## Start MATERIAL FOR THE TASK

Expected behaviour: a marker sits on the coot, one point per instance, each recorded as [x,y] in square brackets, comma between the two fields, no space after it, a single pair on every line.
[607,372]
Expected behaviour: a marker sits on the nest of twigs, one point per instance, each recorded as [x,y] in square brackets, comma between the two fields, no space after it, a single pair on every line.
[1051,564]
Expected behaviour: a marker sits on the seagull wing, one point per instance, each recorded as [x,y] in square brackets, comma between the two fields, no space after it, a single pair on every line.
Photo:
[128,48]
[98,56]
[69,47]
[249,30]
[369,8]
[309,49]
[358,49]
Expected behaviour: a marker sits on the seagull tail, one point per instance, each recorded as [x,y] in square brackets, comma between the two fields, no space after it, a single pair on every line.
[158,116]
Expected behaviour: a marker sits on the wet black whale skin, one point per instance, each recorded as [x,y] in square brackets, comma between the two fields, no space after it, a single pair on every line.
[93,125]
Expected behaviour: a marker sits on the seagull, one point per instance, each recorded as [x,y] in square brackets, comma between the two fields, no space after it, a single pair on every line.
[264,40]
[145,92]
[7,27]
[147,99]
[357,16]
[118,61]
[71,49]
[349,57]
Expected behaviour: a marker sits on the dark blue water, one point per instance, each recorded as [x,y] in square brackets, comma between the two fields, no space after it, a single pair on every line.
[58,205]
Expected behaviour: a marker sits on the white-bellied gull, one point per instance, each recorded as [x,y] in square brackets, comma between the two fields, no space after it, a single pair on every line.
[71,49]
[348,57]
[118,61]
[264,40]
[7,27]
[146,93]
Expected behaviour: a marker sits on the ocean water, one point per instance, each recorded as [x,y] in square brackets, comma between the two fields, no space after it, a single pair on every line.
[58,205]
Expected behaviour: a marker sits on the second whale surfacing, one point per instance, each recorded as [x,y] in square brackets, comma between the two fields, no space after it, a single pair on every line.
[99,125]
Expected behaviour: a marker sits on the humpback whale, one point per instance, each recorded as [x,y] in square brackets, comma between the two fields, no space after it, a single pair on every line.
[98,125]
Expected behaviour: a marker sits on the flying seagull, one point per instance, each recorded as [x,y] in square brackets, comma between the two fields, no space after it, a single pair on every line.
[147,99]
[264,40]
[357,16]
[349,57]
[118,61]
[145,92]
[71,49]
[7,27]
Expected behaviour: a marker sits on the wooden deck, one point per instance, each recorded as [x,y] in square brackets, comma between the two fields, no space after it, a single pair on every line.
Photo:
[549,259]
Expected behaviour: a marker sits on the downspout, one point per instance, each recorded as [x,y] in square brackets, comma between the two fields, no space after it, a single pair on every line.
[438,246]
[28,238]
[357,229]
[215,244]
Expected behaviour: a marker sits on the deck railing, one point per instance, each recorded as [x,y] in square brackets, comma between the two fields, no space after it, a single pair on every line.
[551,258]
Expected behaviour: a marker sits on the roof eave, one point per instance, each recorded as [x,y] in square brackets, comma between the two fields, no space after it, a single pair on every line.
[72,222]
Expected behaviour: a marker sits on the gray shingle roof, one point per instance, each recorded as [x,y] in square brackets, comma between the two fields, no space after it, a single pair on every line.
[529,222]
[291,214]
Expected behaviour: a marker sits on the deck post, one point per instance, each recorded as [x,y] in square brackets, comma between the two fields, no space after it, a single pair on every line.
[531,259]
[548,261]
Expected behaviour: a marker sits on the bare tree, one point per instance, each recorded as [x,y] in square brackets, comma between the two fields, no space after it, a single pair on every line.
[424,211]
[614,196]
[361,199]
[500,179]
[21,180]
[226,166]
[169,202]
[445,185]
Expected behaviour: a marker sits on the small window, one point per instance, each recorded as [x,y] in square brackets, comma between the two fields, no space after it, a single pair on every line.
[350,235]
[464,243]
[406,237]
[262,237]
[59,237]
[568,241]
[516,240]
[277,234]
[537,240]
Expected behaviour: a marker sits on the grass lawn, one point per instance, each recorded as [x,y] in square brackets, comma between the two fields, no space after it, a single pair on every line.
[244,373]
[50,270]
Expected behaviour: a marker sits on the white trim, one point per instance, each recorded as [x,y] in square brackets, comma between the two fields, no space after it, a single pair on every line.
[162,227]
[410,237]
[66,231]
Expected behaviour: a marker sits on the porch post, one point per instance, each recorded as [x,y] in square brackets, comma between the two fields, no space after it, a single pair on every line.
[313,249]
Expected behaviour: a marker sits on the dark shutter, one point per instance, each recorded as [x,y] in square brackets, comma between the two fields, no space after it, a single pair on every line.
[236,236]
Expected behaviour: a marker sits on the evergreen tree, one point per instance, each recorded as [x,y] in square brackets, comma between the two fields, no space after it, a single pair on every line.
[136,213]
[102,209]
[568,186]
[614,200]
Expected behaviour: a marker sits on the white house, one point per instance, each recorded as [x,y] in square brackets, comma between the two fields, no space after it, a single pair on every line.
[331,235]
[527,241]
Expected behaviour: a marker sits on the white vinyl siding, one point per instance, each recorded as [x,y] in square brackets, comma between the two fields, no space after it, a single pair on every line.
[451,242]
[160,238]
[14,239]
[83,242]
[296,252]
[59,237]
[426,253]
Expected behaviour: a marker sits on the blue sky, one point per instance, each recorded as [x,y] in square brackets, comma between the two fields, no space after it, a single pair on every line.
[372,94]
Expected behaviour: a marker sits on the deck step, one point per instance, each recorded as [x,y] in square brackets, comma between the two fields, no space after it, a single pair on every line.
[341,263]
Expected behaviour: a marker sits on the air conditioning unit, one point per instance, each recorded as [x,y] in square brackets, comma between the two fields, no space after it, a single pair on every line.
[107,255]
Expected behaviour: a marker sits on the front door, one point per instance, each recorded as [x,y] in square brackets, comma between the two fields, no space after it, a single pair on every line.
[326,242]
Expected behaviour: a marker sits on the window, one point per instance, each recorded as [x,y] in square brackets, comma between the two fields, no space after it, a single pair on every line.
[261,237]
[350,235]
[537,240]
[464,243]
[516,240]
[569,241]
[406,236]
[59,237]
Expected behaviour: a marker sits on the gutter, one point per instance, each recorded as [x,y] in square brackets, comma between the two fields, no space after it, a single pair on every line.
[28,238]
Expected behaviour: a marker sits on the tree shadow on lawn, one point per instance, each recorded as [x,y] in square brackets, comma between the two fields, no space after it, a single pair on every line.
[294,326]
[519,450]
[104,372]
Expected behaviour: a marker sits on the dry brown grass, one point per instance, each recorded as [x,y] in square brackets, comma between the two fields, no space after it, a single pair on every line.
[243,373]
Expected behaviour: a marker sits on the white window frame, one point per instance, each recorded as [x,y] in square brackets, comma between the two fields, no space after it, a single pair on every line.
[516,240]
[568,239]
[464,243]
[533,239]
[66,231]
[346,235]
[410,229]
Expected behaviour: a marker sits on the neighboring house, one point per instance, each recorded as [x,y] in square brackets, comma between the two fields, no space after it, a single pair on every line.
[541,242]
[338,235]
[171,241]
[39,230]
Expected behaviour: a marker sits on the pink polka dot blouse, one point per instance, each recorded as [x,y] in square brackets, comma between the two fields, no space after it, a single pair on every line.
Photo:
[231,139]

## End MATERIAL FOR THE TASK

◆ SET EXERCISE:
Reproduce all of the data above, substituting "one pair per line" for every occurrence of "a single pair on every line" and leaving everything else unchanged.

◆ TASK RESULT:
Expected behaviour: a marker sits on the coot, one point per instance, each recorded as [x,y] in square brackets, comma between the two fields, no space after it, one pair per line.
[607,372]
Expected behaviour: a marker sits on the nest of twigs, one point per instance, each recorded as [x,y] in square brackets, comma between the two fields, no space after it, one pair per line.
[1051,564]
Expected behaviour: a marker sits on the seagull wing, one point per instance, each recorded as [x,y] in square brackets, comma between the two fields, no space after it, one pair per line.
Photo:
[128,48]
[98,56]
[69,47]
[249,30]
[369,8]
[309,49]
[358,49]
Expected behaviour: a marker sits on the seagull tail, one point per instance, each recorded as [x,y] in square brackets, comma between the two fields, no space after it, one pair per line.
[158,116]
Expected behaviour: a marker sits on the wet black whale skin, one point per instance, each recorded as [x,y] in square brackets, comma between the two fields, no space after it, one pair per line.
[93,125]
Expected behaviour: a marker sits on the seagull, one point per instance, each recorded as [x,y] in square brackets, comma between the two fields, no space after it, one pair per line.
[264,40]
[145,92]
[7,27]
[147,99]
[357,16]
[118,61]
[71,49]
[349,57]
Expected behaviour: a marker sits on the dark blue water, one point per instance, each recorded as [x,y] in square brackets, comma between the two fields, no space after it, one pair per line.
[58,205]
Expected behaviour: a marker sits on the white-bellied gull, one point per instance, each recorded as [x,y] in square brackets, comma between the two fields, no space after it, one pair per line.
[71,49]
[348,57]
[118,61]
[264,40]
[7,27]
[146,93]
Expected behaviour: a marker sits on the ocean water, one point per instance, each recorded as [x,y] in square brackets, comma between the two fields, no space after it, one pair per line.
[58,205]
Expected behaviour: a marker sits on the second whale surfacing, one point per instance, each recorded as [x,y] in square brackets, comma between the two fields, no space after it, one pair per line.
[99,125]
Expected behaviour: a marker sits on the humpback whale, one point per instance, each recorded as [x,y] in square brackets, comma between the two fields, no space after it, one pair per line.
[98,125]
Expected behaviour: a marker sits on the flying seagull, one point per instance, each recorded as [x,y] in square brackets, comma between the two fields, no space after it, one pair per line.
[147,99]
[264,40]
[357,16]
[349,57]
[118,61]
[145,92]
[71,49]
[7,27]
Expected behaviour: a marker sits on the wooden deck, one point per instance, each recorded as [x,y] in square brackets, comma between the two fields, no space after it, one pair per line.
Photo:
[549,259]
Expected behaviour: a marker sits on the downspout, one point per instance, each recorded as [x,y] in square brackets, comma between the two fields, no space after it, one pair per line.
[438,246]
[28,238]
[357,229]
[215,244]
Expected behaviour: a marker sits on the deck railing, one point per instance, each recorded as [x,y] in square brackets, comma between the two fields, no space after it, one pair per line.
[551,258]
Expected behaviour: a marker sits on the roof eave, one point per instance, each recorded as [x,y] in square brackets, comma between the two fields, no space after it, one pair per line.
[72,222]
Expected behaviour: a marker sits on the gray shingle roof, one point per instance, each recorded as [x,y] in square brackets, comma between the two fields, no space after it, one pair per line.
[529,222]
[291,214]
Expected behaviour: a marker sits on the deck post, one point per instance, each recorded as [x,y] in square brackets, comma between the two fields, no space after it, one pair per line.
[531,259]
[548,261]
Expected behaviour: a marker sits on the bare tree, one point per instance, each recorded as [x,y] in square brackets, comma between the two fields, no space after it, one pair per line.
[424,211]
[614,196]
[361,199]
[500,179]
[21,180]
[226,166]
[169,202]
[445,185]
Expected behaviour: a marker sits on the small window, one point per instance, each recorded as [x,y] in square brackets, comma between the two fields, no space after it, one pair per line.
[350,235]
[464,243]
[406,237]
[262,237]
[59,237]
[568,241]
[516,240]
[277,234]
[537,240]
Expected behaviour: a marker sits on the grass lawn, one point per instance, each recorded as [x,y] in square brackets, comma between the two fields, no space after it, one pair per line.
[244,373]
[50,270]
Expected behaviour: a marker sits on the white trim, one point per instance, each recorded as [x,y] in square brackets, comma between the two fields, no space after it, one pair per line.
[162,227]
[410,237]
[66,231]
Expected behaviour: a marker sits on the porch post, one point per instance, each recorded as [x,y] in square brackets, comma between the two fields, no space after it, one pair per line.
[313,249]
Expected behaviour: a marker sits on the dark shutter, one point per instance, each recorded as [x,y] in square brackets, comma between the two fields, no space after it, one pair per line.
[236,236]
Expected behaviour: a marker sits on the evergreen tree, one point per instance, each recorded as [x,y] in square brackets, comma between the two fields, no space after it, one pair per line.
[136,213]
[102,209]
[568,186]
[614,200]
Expected behaviour: a marker sits on the white house, one point per instance, each recorded as [x,y] in square brackets, comma between the two fields, no space after it, one pair per line.
[331,235]
[527,241]
Expected behaviour: a marker sits on the white vinyl siding, one point per instance, each recorded as [x,y] in square brackets, comma between the two fields, no space after it, one pair per line.
[451,242]
[160,238]
[14,239]
[83,242]
[296,252]
[59,237]
[426,253]
Expected behaviour: a marker sits on the blue sky, one point per instance, each recorded as [x,y] in square brackets, comma between the two fields, no space after it, one pair per line.
[372,94]
Expected behaviour: a marker sits on the deck step, one point per instance, each recorded as [x,y] in square brackets, comma between the two fields, no space after it, one pair per line.
[341,263]
Expected behaviour: a marker sits on the air conditioning unit, one point per instance, each recorded as [x,y] in square brackets, comma between the two fields, no space after it, one pair per line.
[107,255]
Expected behaviour: a marker sits on the front door, one point per instance, each recorded as [x,y] in square brackets, comma between the two fields, no space after it, one pair per line.
[326,242]
Expected behaviour: a marker sits on the window, one point per instance, each recorded as [x,y] in square brackets, comma between the two fields, no space after it, one pair per line.
[261,237]
[350,235]
[537,240]
[464,243]
[516,240]
[569,241]
[406,236]
[59,237]
Expected behaviour: a marker sits on the gutter, one point per instance, each recorded as [x,y] in square brackets, comma between the two fields, no space after it, one pair per line.
[28,238]
Expected behaviour: a marker sits on the tree shadow on lawn, one point per instance, each recorded as [x,y] in square brackets, comma between the two fields, no space after it, one pair per line.
[294,326]
[519,450]
[104,372]
Expected behaviour: a marker sits on the dry brown grass, one point per instance, each recorded as [x,y] in square brackets, comma between the two fields, no space after it, one pair per line.
[243,373]
Expected behaviour: a marker sits on the white window frame, one point per instance, each recorded as [x,y] in square brackets, comma between the two fields, no space after it, one pair per line.
[516,240]
[568,239]
[464,243]
[533,239]
[66,231]
[346,235]
[410,229]
Expected behaviour: a marker sits on the neighboring house, one point per instance, each recorded as [x,y] in square brackets, comma between the two fields, no space after it, one pair per line.
[541,242]
[338,235]
[171,241]
[39,230]
Expected behaviour: a marker sits on the pink polka dot blouse, one point per instance, each recorded as [x,y] in square brackets, comma between the two fields, no space after it, one pair per line.
Photo:
[231,139]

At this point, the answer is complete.